◆ Task details
Each record is to be written out exactly as it appears.

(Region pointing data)
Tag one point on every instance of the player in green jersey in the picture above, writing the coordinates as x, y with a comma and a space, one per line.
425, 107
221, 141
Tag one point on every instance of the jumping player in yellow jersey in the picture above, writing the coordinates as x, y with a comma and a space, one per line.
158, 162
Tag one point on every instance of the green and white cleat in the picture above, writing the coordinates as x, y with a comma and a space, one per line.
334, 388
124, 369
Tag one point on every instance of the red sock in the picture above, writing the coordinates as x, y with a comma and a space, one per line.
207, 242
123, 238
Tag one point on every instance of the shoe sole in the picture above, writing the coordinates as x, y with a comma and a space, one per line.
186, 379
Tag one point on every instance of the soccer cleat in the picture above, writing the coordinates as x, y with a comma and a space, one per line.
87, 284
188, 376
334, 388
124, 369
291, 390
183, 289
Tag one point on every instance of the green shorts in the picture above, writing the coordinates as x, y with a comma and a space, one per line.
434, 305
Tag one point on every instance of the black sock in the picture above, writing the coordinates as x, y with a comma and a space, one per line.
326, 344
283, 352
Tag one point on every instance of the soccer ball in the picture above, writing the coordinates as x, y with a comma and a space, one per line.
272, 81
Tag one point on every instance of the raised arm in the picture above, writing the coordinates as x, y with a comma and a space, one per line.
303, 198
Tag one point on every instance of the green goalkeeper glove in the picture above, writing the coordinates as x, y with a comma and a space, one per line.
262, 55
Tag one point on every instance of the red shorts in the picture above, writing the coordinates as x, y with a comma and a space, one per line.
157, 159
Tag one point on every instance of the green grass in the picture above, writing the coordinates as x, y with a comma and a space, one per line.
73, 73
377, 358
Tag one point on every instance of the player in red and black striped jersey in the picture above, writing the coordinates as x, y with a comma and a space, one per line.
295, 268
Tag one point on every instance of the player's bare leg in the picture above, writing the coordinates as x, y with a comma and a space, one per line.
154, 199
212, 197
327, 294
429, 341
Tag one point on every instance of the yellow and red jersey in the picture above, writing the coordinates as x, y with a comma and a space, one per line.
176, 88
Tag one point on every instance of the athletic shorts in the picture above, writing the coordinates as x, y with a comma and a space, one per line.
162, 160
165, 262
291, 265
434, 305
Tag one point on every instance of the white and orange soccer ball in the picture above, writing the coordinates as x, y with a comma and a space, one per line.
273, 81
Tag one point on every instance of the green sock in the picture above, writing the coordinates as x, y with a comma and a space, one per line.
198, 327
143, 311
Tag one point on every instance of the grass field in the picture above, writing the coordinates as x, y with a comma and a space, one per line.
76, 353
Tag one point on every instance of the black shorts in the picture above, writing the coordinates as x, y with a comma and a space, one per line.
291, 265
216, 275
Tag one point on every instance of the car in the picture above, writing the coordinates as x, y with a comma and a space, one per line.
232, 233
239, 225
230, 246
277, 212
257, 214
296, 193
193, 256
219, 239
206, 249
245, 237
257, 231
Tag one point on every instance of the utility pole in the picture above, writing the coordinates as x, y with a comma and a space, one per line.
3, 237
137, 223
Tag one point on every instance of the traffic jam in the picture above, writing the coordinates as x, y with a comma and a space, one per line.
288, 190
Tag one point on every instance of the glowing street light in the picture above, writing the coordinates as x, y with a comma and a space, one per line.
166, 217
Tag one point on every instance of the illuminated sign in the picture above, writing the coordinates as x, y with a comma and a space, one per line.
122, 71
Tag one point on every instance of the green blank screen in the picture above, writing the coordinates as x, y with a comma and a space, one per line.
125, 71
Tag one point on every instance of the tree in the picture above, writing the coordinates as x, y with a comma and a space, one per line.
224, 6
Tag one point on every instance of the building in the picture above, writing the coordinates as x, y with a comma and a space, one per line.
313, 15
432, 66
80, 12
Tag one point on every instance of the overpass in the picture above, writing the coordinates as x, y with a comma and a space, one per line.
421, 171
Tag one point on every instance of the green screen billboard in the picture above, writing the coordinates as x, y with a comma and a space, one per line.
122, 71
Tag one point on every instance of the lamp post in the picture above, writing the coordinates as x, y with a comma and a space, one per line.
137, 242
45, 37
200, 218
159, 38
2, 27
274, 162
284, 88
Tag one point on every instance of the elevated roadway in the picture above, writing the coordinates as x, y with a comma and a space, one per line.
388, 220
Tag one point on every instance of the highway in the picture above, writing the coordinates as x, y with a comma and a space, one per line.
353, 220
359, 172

◆ Your response
Tag one point on every instance of the player in green jersey in the picture above, writing the coordinates as x, y with a comma and a space, one per line.
425, 107
221, 141
Tag one point on every instance of the jumping player in yellow jersey in the picture above, writing the coordinates as x, y with a comma and a space, one per line.
158, 162
Tag one point on every instance of the green and white cleat in the picture above, writing the coordinates as x, y with a comma and a space, one per line.
334, 388
124, 369
Tag one point on every instance of the red sock in the picture above, writing the coordinates as x, y with a comma and a space, one per line.
207, 242
123, 238
Tag one point on every instance of the shoe sole in the picture above, writing the coordinates as x, y with a comma and a space, one per line.
186, 379
Tag one point on every instance of the soccer cleat in the picture above, writing the coordinates as x, y with a comma and a space, one per line.
87, 284
188, 376
334, 388
124, 369
291, 390
183, 289
Tag one point on every instance of the green shorts in the picture above, writing the coordinates as x, y with a comma and a space, one per line.
434, 305
Tag one point on every instance of the black sock in the picture above, writing the coordinates as x, y with a comma and a space, one per line.
326, 344
283, 352
Tag one point on every instance of the soccer ball in the picture above, writing the coordinates as x, y with a comma and a space, one per line.
272, 81
Tag one point on every instance of the raised arm in the picture above, writing the coordinates as x, y with a comma and a space, one per line.
303, 198
Tag one point on every instance of the green goalkeeper glove in the picture above, writing the coordinates as x, y with a comma and a space, one per line.
262, 55
Tag one point on every instance of the red shorts in the picture above, writing the coordinates as x, y with a comma and a space, one per line.
157, 159
Tag one point on every instance of the green grass in the picture above, writing the coordinates as x, y with a comma and a space, one per line.
73, 73
377, 358
Tag one point on every instance of the player in red and black striped jersey in the picture above, writing the coordinates as x, y with a comma and a space, one per line.
295, 268
Tag one point on every instance of the player's bare leg in the picture above, writing the coordinates as x, y with a comma and a space, one per line.
154, 199
212, 197
327, 294
429, 341
Tag one point on every instance of the yellow and red jersey in the picture above, writing the coordinates as x, y with a comma and a space, one per line.
176, 88
Tag one point on every instance of the athletic shorts in the picture above, writing the coordinates as x, y with a comma and a space, one per line.
162, 160
165, 262
291, 265
434, 305
Tag one point on every instance of the white and orange soccer ball in the picture above, writing the coordinates as x, y with a comma and a space, one per line.
273, 81
Tag one point on every instance of the green sock in the picture above, writing the coordinates as x, y with a comma and a space, one per line.
198, 327
143, 311
Tag one point on every instance of the grass field in the picture above, writing the coordinates as x, y with a comma and a space, one per line.
76, 353
Tag one point on every instance of the black shorts in the picture above, writing the coordinates as x, y with a comma and a space, one per line.
291, 265
216, 275
Tag one point on every instance of the car in the picture above, writing the coordinates as x, y with a comma and a space, one per line.
232, 233
239, 225
230, 246
277, 212
257, 214
296, 193
193, 256
219, 239
206, 249
245, 237
257, 231
Tag one point on every instance of the utility pole in the picture above, writing the coordinates as x, y with a comma and a space, one per line.
3, 237
137, 223
Tag one point on every instance of the traffic jam in the picture above, writing the coordinates as x, y with a comma and a space, one per line.
288, 190
Tag one point on every instance of the glowing street light in the picture above, writing the coordinates as x, y with a comma and a space, one per line.
166, 217
Tag one point on every instance of the illuminated sign in the picture above, writing the coordinates as x, y with a comma and a space, one per line.
122, 71
Tag one point on every instance of the green blank screen in the picture above, writing the coordinates as x, y with a comma and a space, one per line.
125, 71
Tag one point on every instance of the tree in the picture above, writing the coordinates as x, y with a comma and a space, one per line.
224, 6
Tag one point on every instance of the building in the picture above, writing the coordinates as x, y with a comma and a space, one per line.
313, 15
432, 66
80, 12
Tag one point on every instance of the overpass in the picture above, writing the coordinates as x, y with a comma and a space, one per line.
421, 171
Tag one point on every instance of the green screen billboard in the picture above, writing the coordinates as x, y with a comma and a space, one per line.
122, 71
Tag one point on every instance of the lamp post in the picture above, writing the coordinates as x, y with a comma and a space, one per line.
137, 242
45, 37
200, 218
159, 38
2, 27
274, 162
284, 88
Tag one point on every instance of the elevated roadway in the picture above, writing the coordinates as x, y with a comma and a space, one per line.
388, 220
Tag one point on every instance of the highway in the picture above, writing the coordinates as x, y with a comma and a space, one per line.
353, 220
359, 172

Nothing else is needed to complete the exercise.